=== Your objective ===
Please transcribe every record below exactly, leaving out the pictures.

Data records Block Start

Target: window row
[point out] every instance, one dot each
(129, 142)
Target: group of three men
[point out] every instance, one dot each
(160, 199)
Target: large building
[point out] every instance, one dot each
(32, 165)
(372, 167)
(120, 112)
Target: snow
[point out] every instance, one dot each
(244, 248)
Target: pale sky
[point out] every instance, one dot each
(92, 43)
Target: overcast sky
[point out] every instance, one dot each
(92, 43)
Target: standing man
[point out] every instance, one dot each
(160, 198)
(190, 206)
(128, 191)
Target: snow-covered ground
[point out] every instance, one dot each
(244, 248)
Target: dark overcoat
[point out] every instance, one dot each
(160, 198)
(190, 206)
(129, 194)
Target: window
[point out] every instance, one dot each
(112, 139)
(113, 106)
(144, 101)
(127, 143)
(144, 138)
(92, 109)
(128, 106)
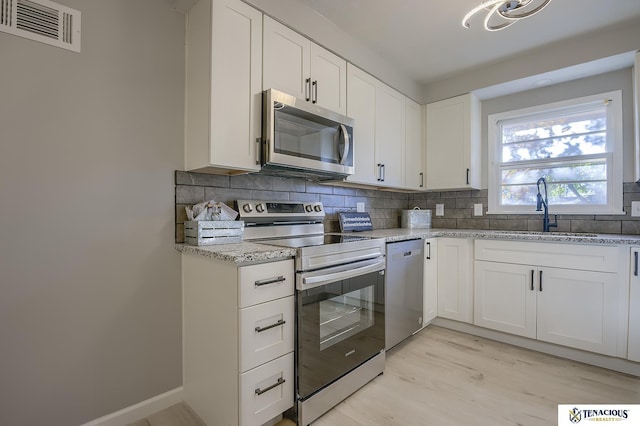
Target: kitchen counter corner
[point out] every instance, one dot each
(239, 253)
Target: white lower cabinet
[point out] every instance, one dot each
(505, 298)
(238, 340)
(633, 353)
(430, 280)
(565, 305)
(266, 391)
(455, 279)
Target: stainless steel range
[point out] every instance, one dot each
(340, 279)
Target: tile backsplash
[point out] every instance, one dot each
(385, 206)
(191, 188)
(458, 214)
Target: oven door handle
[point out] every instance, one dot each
(343, 273)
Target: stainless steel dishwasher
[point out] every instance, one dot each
(403, 291)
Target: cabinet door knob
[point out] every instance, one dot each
(540, 284)
(532, 288)
(269, 327)
(276, 384)
(270, 281)
(314, 91)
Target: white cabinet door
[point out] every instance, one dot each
(361, 106)
(390, 135)
(224, 61)
(266, 391)
(329, 80)
(430, 280)
(414, 146)
(578, 309)
(634, 307)
(505, 297)
(286, 60)
(455, 286)
(295, 65)
(453, 143)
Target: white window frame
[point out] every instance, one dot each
(614, 156)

Data records Block End

=== Response to this task ===
Target: window row
[point out] every instance, one dot each
(129, 142)
Target: group of three men
[point out] every instance, one dot each
(160, 199)
Target: large building
[point out] every instance, one dot each
(32, 165)
(372, 167)
(120, 112)
Target: snow
[point out] every instance, one dot each
(244, 248)
Target: pale sky
[point out] every instance, one dot each
(92, 43)
Target: overcast sky
[point out] every instance, one dot each
(92, 43)
Target: standing man
[point out] every instance, one dot each
(160, 198)
(190, 206)
(128, 191)
Target: snow-covered ground
[point out] every instance, one dot each
(244, 248)
Target: dark overcoat
[point out] every instance, one dot each
(160, 198)
(190, 206)
(129, 194)
Target: window
[point out] every instance, one dot each
(112, 139)
(113, 106)
(144, 101)
(127, 143)
(144, 138)
(92, 109)
(128, 106)
Target: kitchen counter corner
[point out] every instance, one dot each
(239, 253)
Target: white lower cabinet
[point out] every instance, one dot each
(505, 298)
(238, 340)
(633, 353)
(430, 280)
(565, 305)
(266, 391)
(455, 279)
Target: stainless steel range
[point out] every instance, one dot each
(340, 279)
Target: tile backsplash
[point out] every instance, one dot each
(385, 206)
(191, 188)
(458, 214)
Target: oven door handle
[point out] every instance, one dot each
(343, 273)
Target: stainless steel dishwasher
[point out] every instance, one dot each
(403, 291)
Target: cabinet door knob
[point out] every instance, one dot each
(540, 284)
(532, 288)
(269, 327)
(276, 384)
(270, 281)
(314, 91)
Target: white cabinet door
[point out] every instance, one dot each
(361, 106)
(390, 135)
(224, 61)
(266, 391)
(329, 80)
(430, 280)
(414, 146)
(578, 309)
(634, 307)
(505, 297)
(286, 60)
(455, 286)
(295, 65)
(453, 143)
Target: white window frame
[point out] every instance, one dot each
(614, 156)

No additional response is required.